Article

FROM THE OFFICE OF THE PUBLISHER

A headline in Bottom Line, a respected management newsletter, announces, “The best advice I ever got.” Here are some samples from the article.

Sirio Maccioni, owner of Le Cirque, New York’s super-chic restaurant: “Do your best, your very best.”

Cameron Meraj, president of the top-selling Century 21 firm in the country: “Working hard isn’t enough-you have to work smart.”

Betty Friedan, feminist, author, lecturer: “The best advice I ever got? ‘This above all: to thine own self be true.’ Hamlet, Act I, Scene 3.”

Do your best. Work smart. Be true to yourself. By now you may be questioning my psychological health, or at least my intellectual depth, for printing such cliches. They seem inappropriate to an issue devoted to pastoral transitions. At first brush, I would agree.

Just last week I sat with a pastor who has been offered an exciting, challenging opportunity quite different from his present successful situation. He is in agony over his decision. If he accepts, he suspects the transition and new responsibilities will bring considerable change to his life and his family. If he declines, he refuses what may be a once-in-a-lifetime opportunity.

## REQUEST A:
In the publisher's column, why is the pastor in agony over his decision? Answer in one to three sentences.

## ENTRIES SUPPLIED:
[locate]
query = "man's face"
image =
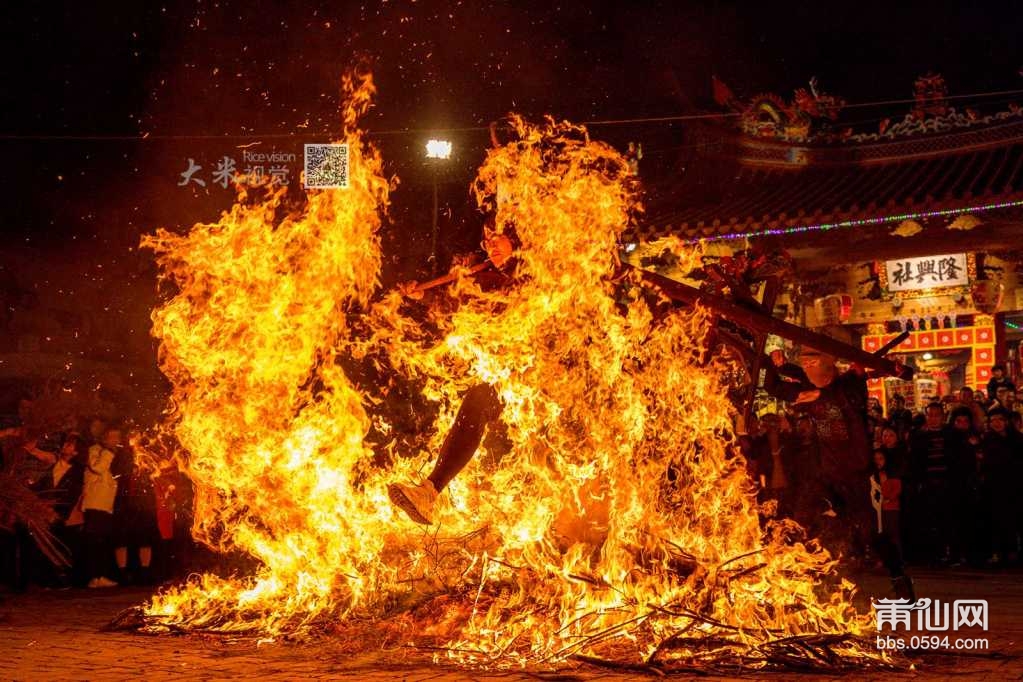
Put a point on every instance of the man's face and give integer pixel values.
(68, 451)
(997, 423)
(819, 368)
(112, 439)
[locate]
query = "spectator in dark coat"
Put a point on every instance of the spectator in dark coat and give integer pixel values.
(998, 380)
(931, 521)
(1003, 451)
(62, 485)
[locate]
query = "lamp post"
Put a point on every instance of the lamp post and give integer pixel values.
(437, 150)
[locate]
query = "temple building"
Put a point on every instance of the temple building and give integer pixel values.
(914, 224)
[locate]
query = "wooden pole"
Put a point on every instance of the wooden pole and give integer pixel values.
(758, 321)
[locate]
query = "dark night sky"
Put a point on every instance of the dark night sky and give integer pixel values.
(262, 67)
(85, 80)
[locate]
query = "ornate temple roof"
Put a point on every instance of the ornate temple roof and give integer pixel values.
(739, 181)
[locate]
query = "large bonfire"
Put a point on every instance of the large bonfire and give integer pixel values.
(611, 520)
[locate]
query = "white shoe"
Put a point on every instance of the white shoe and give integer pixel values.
(416, 501)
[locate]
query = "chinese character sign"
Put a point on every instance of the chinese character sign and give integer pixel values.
(932, 616)
(929, 272)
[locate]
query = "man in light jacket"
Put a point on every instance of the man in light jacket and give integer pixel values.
(97, 504)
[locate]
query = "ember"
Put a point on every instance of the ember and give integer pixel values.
(610, 519)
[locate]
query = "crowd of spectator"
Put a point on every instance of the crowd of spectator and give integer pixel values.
(942, 483)
(115, 508)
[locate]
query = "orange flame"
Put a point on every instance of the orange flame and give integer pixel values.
(616, 515)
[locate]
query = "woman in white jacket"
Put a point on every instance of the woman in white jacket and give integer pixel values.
(98, 492)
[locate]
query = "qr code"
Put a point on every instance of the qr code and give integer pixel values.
(326, 166)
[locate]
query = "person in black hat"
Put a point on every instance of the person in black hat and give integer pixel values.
(998, 380)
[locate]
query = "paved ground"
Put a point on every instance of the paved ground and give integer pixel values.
(50, 635)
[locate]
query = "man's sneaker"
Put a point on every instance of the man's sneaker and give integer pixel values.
(416, 501)
(904, 589)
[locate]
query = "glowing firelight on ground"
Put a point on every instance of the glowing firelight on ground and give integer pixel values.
(609, 515)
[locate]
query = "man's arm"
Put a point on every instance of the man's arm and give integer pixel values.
(100, 463)
(47, 457)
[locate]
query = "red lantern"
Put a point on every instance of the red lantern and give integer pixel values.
(986, 294)
(834, 309)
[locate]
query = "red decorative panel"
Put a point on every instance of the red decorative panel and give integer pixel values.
(983, 357)
(964, 336)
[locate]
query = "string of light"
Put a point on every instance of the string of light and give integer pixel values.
(858, 222)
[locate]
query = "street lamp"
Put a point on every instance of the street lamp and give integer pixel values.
(437, 150)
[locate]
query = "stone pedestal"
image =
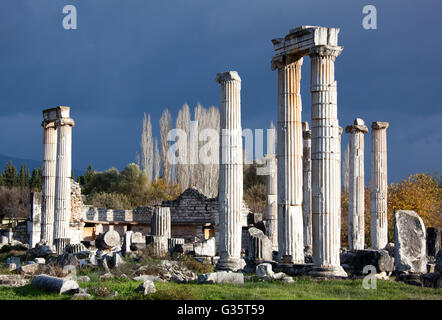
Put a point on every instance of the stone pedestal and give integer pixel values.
(378, 186)
(272, 201)
(49, 172)
(260, 247)
(62, 214)
(356, 202)
(325, 163)
(289, 149)
(161, 222)
(307, 187)
(230, 172)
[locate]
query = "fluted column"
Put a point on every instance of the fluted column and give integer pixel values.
(161, 222)
(289, 149)
(49, 172)
(356, 202)
(307, 186)
(325, 163)
(62, 213)
(272, 201)
(230, 172)
(378, 186)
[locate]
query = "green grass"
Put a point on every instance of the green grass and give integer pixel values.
(303, 288)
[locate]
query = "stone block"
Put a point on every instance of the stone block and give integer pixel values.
(205, 248)
(410, 242)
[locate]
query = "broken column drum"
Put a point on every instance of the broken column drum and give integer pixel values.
(49, 172)
(356, 197)
(307, 186)
(161, 222)
(289, 150)
(378, 186)
(230, 172)
(62, 214)
(272, 201)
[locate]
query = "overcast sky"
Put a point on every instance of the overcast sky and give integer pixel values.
(131, 57)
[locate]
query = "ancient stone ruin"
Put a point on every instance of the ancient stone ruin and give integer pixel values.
(301, 230)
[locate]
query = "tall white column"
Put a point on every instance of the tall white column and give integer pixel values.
(49, 172)
(62, 214)
(272, 201)
(230, 172)
(307, 186)
(378, 186)
(161, 222)
(356, 202)
(325, 163)
(289, 150)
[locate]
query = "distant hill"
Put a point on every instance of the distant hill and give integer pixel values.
(30, 163)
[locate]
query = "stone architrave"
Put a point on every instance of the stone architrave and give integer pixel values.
(62, 212)
(307, 186)
(230, 172)
(378, 186)
(272, 201)
(161, 222)
(49, 172)
(356, 202)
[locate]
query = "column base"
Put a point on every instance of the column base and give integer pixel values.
(60, 244)
(230, 264)
(328, 272)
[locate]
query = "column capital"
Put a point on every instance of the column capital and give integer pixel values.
(64, 122)
(48, 124)
(326, 51)
(282, 61)
(378, 125)
(227, 76)
(357, 126)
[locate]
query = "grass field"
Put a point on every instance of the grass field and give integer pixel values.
(303, 288)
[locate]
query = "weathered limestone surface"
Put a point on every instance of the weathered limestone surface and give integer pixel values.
(378, 186)
(325, 159)
(289, 149)
(434, 241)
(409, 242)
(356, 202)
(161, 222)
(49, 172)
(272, 201)
(34, 222)
(307, 186)
(108, 240)
(53, 284)
(62, 213)
(260, 247)
(230, 172)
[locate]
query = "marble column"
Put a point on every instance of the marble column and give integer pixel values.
(378, 186)
(356, 196)
(62, 214)
(307, 187)
(161, 222)
(289, 150)
(49, 171)
(325, 163)
(272, 201)
(230, 172)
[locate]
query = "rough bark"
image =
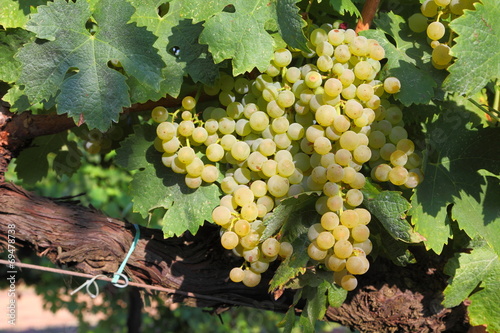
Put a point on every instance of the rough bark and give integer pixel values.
(389, 299)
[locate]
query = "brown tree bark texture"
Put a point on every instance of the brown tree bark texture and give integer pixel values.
(388, 299)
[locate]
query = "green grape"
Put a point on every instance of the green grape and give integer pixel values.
(324, 49)
(210, 173)
(251, 279)
(171, 146)
(159, 114)
(364, 92)
(259, 121)
(398, 157)
(349, 92)
(325, 240)
(333, 87)
(236, 274)
(315, 253)
(363, 70)
(329, 220)
(342, 53)
(324, 63)
(366, 246)
(249, 211)
(360, 233)
(228, 185)
(429, 8)
(354, 198)
(435, 30)
(398, 175)
(243, 196)
(341, 232)
(348, 282)
(336, 36)
(357, 265)
(359, 46)
(441, 55)
(353, 109)
(349, 140)
(313, 79)
(214, 152)
(166, 131)
(221, 215)
(186, 155)
(362, 154)
(195, 168)
(334, 263)
(342, 248)
(292, 74)
(417, 23)
(277, 186)
(350, 218)
(286, 249)
(392, 85)
(270, 247)
(285, 168)
(185, 128)
(229, 240)
(442, 3)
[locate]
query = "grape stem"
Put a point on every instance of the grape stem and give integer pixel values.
(367, 15)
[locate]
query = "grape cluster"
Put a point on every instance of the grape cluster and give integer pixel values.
(440, 12)
(296, 129)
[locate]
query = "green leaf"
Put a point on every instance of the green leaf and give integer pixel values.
(390, 208)
(156, 186)
(15, 13)
(241, 35)
(477, 49)
(287, 212)
(480, 267)
(174, 30)
(290, 24)
(456, 155)
(345, 6)
(37, 154)
(404, 60)
(10, 41)
(73, 64)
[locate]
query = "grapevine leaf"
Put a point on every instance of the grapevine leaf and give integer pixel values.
(287, 212)
(344, 6)
(10, 41)
(164, 188)
(73, 64)
(15, 13)
(390, 208)
(477, 49)
(316, 301)
(290, 24)
(241, 35)
(480, 267)
(456, 155)
(467, 271)
(404, 59)
(292, 266)
(178, 46)
(37, 154)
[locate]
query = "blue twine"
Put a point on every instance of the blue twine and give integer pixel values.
(116, 276)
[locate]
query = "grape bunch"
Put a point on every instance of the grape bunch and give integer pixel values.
(440, 12)
(290, 130)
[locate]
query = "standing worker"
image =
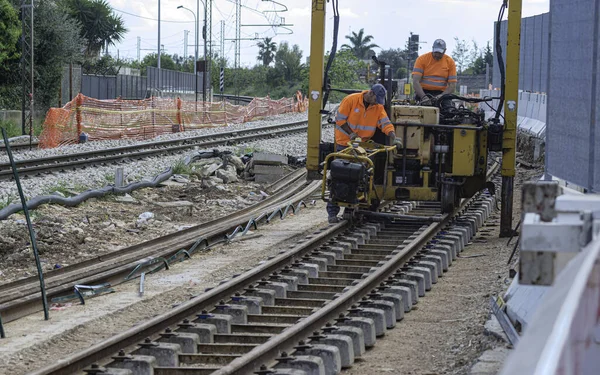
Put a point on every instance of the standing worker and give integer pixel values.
(434, 73)
(359, 116)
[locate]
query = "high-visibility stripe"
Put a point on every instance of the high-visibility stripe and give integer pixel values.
(340, 117)
(433, 83)
(435, 77)
(383, 120)
(339, 128)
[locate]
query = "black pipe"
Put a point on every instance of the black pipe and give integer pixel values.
(29, 225)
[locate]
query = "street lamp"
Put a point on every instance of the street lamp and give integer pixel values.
(195, 37)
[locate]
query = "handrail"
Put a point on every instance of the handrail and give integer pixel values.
(564, 336)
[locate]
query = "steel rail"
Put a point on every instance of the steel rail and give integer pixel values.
(21, 297)
(60, 162)
(151, 327)
(268, 351)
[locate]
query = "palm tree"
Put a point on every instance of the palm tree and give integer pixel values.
(360, 44)
(100, 27)
(266, 51)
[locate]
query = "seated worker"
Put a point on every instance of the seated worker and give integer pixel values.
(434, 73)
(359, 115)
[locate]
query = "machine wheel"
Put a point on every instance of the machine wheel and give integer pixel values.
(450, 198)
(348, 214)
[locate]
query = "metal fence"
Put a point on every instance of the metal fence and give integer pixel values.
(573, 132)
(128, 86)
(534, 64)
(173, 81)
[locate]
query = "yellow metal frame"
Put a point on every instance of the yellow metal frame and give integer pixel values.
(315, 87)
(362, 154)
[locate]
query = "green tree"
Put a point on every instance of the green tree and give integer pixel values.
(100, 27)
(266, 51)
(10, 30)
(360, 44)
(288, 62)
(462, 55)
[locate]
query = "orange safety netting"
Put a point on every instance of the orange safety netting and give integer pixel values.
(148, 118)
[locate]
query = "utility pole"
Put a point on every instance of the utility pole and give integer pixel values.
(222, 40)
(238, 22)
(185, 35)
(158, 57)
(27, 77)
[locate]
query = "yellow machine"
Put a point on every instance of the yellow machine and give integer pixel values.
(441, 160)
(437, 163)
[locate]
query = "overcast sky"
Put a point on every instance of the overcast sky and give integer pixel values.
(388, 21)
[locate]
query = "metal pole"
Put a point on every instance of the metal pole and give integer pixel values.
(158, 58)
(29, 225)
(205, 68)
(315, 88)
(509, 142)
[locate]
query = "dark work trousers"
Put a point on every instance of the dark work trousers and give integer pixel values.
(444, 104)
(332, 209)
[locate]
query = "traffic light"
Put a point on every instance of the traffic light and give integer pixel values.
(413, 45)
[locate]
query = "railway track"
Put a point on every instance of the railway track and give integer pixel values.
(314, 308)
(140, 151)
(22, 297)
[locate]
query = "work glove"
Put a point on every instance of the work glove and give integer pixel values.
(398, 144)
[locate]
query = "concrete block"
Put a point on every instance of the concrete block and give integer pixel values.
(238, 313)
(311, 365)
(136, 364)
(426, 272)
(376, 315)
(166, 354)
(268, 158)
(206, 332)
(220, 321)
(252, 303)
(354, 333)
(387, 307)
(442, 256)
(418, 277)
(329, 354)
(413, 286)
(342, 342)
(321, 262)
(312, 268)
(279, 288)
(291, 281)
(268, 169)
(267, 295)
(187, 341)
(301, 274)
(396, 299)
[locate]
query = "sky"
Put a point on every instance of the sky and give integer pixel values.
(388, 21)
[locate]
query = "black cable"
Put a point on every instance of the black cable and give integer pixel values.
(500, 59)
(336, 24)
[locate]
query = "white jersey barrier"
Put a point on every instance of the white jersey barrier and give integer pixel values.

## REQUEST B:
Show every line of the records that contains the word "woman".

## PROBLEM SOLUTION A:
He is caught between two costly outcomes. If he accepts, he expects the transition and new responsibilities to bring considerable change to his life and his family. If he declines, he turns down what may be a once-in-a-lifetime opportunity.

## PROBLEM SOLUTION B:
query = "woman in white jacket"
Put a point on every instance of the woman in white jacket and give integer pixel values.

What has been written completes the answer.